Records drawn from a dataset:
──────
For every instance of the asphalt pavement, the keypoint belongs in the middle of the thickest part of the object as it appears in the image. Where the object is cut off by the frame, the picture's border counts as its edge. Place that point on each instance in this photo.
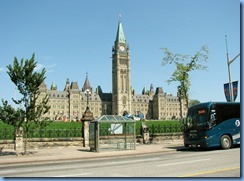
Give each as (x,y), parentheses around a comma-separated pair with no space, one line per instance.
(55,154)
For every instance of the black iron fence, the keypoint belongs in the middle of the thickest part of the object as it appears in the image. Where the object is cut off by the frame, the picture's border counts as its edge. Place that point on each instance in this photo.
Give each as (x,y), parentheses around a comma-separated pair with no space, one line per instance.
(8,134)
(55,133)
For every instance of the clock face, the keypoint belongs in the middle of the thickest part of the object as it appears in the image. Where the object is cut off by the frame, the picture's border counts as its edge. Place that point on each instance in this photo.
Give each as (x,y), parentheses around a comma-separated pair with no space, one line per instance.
(122,48)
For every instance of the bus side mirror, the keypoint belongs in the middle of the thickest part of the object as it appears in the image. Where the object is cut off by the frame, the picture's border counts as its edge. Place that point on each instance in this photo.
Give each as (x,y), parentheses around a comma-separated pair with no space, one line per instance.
(212,120)
(213,117)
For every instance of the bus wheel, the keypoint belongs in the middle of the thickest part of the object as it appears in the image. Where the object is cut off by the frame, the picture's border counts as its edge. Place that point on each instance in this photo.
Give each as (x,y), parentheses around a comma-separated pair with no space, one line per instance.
(225,142)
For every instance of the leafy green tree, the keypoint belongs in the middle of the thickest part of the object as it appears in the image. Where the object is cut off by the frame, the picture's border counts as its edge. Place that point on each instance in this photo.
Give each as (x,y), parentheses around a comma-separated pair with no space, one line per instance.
(193,102)
(184,65)
(27,81)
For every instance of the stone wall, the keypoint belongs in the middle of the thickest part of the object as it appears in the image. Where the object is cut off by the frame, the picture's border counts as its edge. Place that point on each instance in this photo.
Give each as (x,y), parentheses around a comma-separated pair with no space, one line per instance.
(38,143)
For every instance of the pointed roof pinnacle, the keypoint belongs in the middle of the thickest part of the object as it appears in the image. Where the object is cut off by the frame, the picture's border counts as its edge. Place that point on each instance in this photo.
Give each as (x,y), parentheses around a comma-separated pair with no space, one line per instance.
(86,84)
(120,38)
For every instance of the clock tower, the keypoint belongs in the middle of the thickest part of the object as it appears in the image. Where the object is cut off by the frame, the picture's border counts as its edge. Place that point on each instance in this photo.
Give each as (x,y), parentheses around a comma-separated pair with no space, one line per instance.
(121,92)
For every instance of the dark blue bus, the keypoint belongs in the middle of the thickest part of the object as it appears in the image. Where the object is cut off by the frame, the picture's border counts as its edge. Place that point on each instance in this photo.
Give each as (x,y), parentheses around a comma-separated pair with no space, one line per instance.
(212,124)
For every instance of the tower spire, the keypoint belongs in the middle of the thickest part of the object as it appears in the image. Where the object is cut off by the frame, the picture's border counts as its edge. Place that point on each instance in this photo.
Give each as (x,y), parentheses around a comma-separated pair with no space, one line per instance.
(120,38)
(86,84)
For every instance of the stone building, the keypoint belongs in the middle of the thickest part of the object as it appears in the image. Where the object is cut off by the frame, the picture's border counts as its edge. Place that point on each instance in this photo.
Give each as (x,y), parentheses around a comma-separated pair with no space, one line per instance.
(71,103)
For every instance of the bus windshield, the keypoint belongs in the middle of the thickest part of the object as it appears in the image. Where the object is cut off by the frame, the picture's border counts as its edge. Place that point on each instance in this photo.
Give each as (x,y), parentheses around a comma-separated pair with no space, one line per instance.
(197,119)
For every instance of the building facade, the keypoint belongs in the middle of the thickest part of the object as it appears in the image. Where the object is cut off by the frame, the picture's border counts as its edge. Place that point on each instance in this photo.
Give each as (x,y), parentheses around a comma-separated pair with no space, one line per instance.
(71,103)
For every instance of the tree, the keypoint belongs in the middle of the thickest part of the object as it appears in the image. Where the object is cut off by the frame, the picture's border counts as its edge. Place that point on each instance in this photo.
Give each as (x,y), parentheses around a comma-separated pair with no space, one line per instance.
(27,81)
(193,102)
(184,65)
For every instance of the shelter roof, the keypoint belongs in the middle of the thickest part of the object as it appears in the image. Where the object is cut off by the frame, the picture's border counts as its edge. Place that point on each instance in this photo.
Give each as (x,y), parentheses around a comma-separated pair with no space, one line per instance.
(113,119)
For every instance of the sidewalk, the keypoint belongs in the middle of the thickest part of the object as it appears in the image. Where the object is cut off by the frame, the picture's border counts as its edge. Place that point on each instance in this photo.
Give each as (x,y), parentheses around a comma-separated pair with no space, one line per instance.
(73,153)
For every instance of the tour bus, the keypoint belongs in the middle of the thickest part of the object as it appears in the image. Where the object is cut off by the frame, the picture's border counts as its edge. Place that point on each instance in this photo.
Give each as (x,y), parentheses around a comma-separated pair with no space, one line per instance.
(212,124)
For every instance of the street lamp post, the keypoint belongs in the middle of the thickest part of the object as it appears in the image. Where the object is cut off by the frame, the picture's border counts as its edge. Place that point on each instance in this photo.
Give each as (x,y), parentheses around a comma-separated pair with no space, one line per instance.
(87,93)
(87,117)
(229,72)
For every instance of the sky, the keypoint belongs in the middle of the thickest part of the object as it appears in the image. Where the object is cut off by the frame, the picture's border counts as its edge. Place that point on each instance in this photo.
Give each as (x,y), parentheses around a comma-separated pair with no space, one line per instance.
(73,37)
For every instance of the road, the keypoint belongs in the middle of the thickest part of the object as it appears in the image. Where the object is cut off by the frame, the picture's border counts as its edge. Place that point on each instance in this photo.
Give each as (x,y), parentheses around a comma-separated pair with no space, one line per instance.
(184,163)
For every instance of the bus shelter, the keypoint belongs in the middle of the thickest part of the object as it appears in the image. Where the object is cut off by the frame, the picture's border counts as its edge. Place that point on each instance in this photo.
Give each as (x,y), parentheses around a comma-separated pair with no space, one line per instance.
(112,132)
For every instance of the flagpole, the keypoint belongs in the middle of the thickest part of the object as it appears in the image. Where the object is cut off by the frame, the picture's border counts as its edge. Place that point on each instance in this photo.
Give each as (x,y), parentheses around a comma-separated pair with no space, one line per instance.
(228,63)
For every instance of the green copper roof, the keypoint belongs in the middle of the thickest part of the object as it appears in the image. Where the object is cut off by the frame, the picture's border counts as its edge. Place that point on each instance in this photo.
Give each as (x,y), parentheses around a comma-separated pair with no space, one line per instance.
(120,38)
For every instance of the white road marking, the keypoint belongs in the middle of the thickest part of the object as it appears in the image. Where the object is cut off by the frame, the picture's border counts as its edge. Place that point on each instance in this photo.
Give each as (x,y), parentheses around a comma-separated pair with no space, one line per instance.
(73,175)
(132,161)
(178,163)
(7,171)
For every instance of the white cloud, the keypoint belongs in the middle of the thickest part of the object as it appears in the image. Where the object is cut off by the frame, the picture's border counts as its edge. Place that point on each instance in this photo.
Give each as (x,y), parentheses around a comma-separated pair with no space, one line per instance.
(39,67)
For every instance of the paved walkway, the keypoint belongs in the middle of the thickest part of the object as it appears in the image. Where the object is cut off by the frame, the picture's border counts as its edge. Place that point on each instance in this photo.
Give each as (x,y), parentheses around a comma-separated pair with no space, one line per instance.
(69,153)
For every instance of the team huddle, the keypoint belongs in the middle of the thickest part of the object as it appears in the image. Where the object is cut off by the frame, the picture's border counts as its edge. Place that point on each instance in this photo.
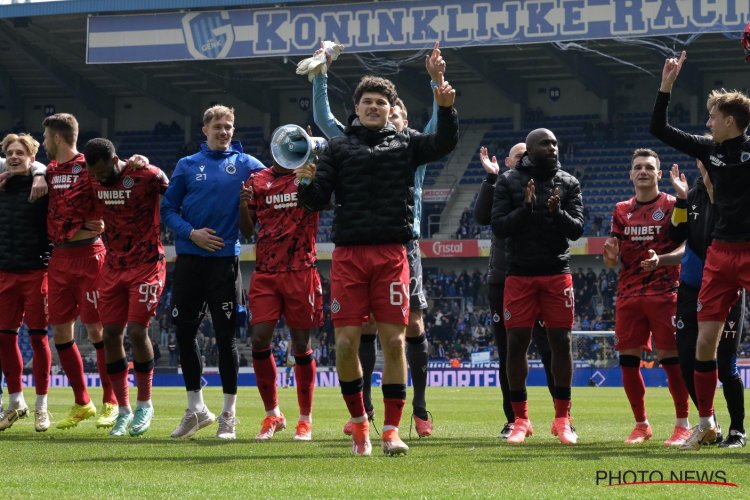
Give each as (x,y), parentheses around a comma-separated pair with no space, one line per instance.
(86,244)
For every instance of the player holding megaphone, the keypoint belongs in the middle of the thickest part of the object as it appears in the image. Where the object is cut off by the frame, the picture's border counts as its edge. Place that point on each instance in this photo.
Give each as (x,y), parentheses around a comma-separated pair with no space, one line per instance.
(285,281)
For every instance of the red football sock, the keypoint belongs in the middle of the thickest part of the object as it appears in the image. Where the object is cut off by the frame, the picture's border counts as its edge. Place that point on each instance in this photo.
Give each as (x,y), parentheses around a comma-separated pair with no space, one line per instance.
(42,357)
(562,408)
(119,381)
(520,409)
(394,408)
(12,361)
(265,376)
(705,390)
(108,394)
(304,376)
(635,390)
(72,364)
(144,381)
(678,389)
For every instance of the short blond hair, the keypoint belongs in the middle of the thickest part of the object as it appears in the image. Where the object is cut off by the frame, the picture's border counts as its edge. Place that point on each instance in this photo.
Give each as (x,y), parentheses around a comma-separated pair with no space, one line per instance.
(27,141)
(731,103)
(217,111)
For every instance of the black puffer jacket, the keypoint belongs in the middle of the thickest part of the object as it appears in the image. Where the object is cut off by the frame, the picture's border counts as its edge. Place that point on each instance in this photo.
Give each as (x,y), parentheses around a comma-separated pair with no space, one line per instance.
(23,227)
(483,216)
(536,241)
(372,175)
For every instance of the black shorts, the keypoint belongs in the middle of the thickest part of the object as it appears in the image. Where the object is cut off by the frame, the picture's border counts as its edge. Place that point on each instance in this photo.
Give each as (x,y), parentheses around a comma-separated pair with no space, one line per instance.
(417,298)
(686,319)
(201,283)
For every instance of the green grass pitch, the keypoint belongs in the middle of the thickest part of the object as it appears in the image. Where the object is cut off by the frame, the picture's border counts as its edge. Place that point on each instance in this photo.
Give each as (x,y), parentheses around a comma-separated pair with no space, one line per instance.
(462,459)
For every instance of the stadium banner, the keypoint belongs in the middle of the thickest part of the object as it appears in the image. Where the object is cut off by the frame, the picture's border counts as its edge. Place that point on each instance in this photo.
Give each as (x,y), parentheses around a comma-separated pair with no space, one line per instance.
(430,249)
(396,25)
(444,377)
(441,249)
(435,195)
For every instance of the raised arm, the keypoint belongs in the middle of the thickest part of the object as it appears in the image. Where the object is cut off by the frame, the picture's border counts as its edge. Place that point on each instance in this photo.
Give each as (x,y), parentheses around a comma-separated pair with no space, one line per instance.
(322,115)
(678,226)
(431,147)
(435,65)
(483,205)
(693,145)
(506,220)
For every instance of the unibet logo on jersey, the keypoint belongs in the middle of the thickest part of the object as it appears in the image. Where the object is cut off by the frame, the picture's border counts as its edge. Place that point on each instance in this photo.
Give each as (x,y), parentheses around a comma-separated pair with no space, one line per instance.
(114,197)
(63,181)
(282,200)
(642,233)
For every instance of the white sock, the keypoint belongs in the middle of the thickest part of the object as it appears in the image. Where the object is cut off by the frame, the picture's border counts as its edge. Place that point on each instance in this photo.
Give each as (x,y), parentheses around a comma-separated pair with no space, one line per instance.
(195,400)
(682,422)
(16,400)
(230,403)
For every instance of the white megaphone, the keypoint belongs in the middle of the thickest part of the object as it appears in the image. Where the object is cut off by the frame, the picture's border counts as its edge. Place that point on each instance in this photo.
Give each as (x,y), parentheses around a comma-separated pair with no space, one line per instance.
(292,147)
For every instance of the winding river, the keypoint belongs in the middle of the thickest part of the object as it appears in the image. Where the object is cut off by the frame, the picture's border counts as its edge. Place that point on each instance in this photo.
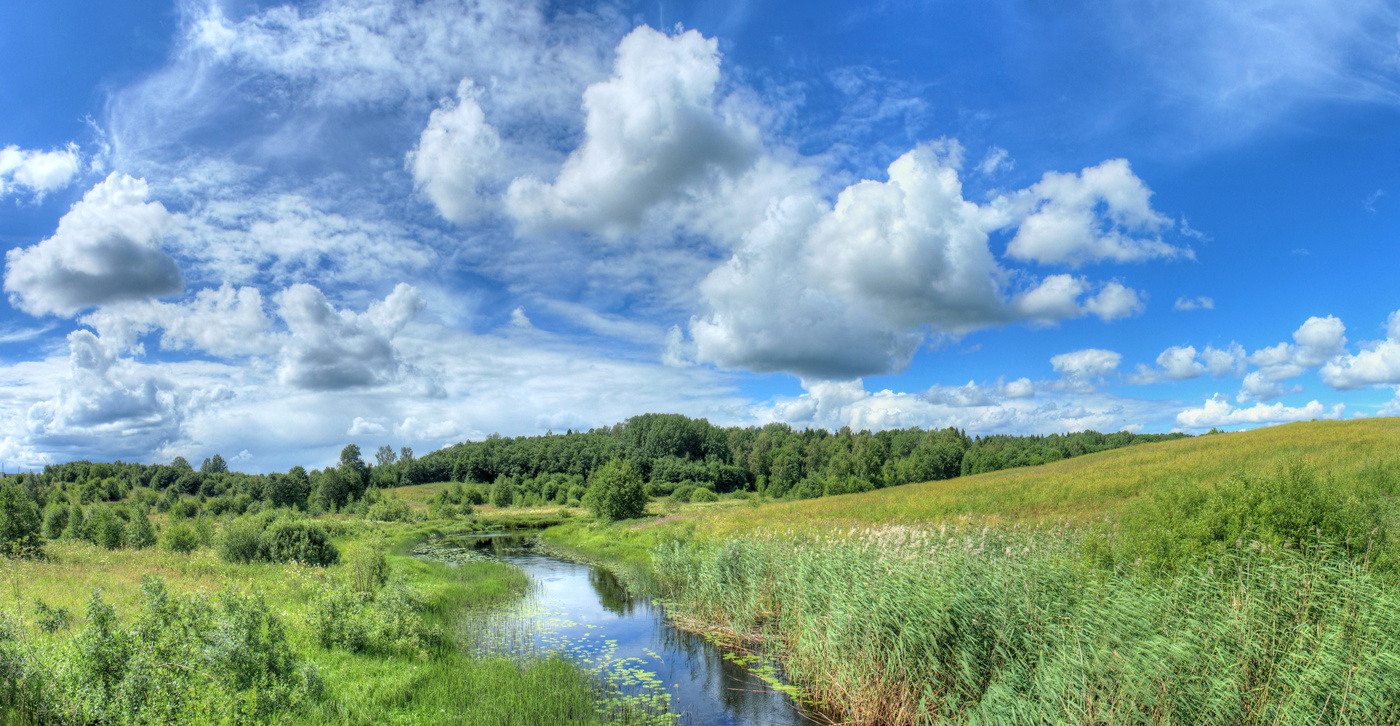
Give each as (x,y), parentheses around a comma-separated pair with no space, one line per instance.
(587,613)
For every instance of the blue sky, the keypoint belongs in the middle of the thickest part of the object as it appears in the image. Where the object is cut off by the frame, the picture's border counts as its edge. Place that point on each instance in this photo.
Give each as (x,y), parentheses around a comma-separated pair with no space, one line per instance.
(269,230)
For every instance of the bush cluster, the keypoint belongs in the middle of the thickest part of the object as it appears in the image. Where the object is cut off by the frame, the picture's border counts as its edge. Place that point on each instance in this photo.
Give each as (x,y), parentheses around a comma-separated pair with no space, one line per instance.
(184,659)
(277,540)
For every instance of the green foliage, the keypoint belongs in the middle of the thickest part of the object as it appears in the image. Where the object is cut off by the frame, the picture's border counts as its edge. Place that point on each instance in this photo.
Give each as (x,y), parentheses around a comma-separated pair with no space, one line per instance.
(1008,627)
(1178,523)
(55,521)
(300,540)
(51,618)
(503,493)
(616,493)
(388,509)
(140,533)
(703,495)
(179,537)
(20,528)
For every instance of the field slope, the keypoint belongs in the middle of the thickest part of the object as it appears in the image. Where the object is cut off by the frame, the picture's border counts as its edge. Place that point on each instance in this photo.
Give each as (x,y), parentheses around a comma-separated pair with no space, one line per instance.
(1095,484)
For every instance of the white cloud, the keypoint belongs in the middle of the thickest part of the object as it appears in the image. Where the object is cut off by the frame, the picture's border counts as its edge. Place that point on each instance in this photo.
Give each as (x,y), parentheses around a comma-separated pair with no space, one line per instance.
(1115,301)
(107,249)
(653,130)
(1217,411)
(1225,361)
(1087,364)
(996,160)
(224,322)
(455,155)
(1019,388)
(37,172)
(363,427)
(332,350)
(972,407)
(1375,364)
(851,288)
(1194,304)
(1315,342)
(1077,218)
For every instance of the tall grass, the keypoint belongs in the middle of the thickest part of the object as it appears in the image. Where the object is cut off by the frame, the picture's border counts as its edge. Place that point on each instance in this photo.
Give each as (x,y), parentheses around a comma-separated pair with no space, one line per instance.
──────
▶ Task details: The required output is every line above that contains the string "sock".

▶ Answer for this exercise:
For every instance of the red football sock, the keypoint belongs in the middle of the thickest part of the object as it appears in the image. Where the object is cut off by the frame, the picture's border counts as its edge. Place that point on each instance in this photo.
For every instance of the white sock, the keypoint belongs in the middle of the thickest part of the object as it appears in the image. Where the object is cut off by the frame, the picture's border counts as its edge. Place that point on each instance in this photo.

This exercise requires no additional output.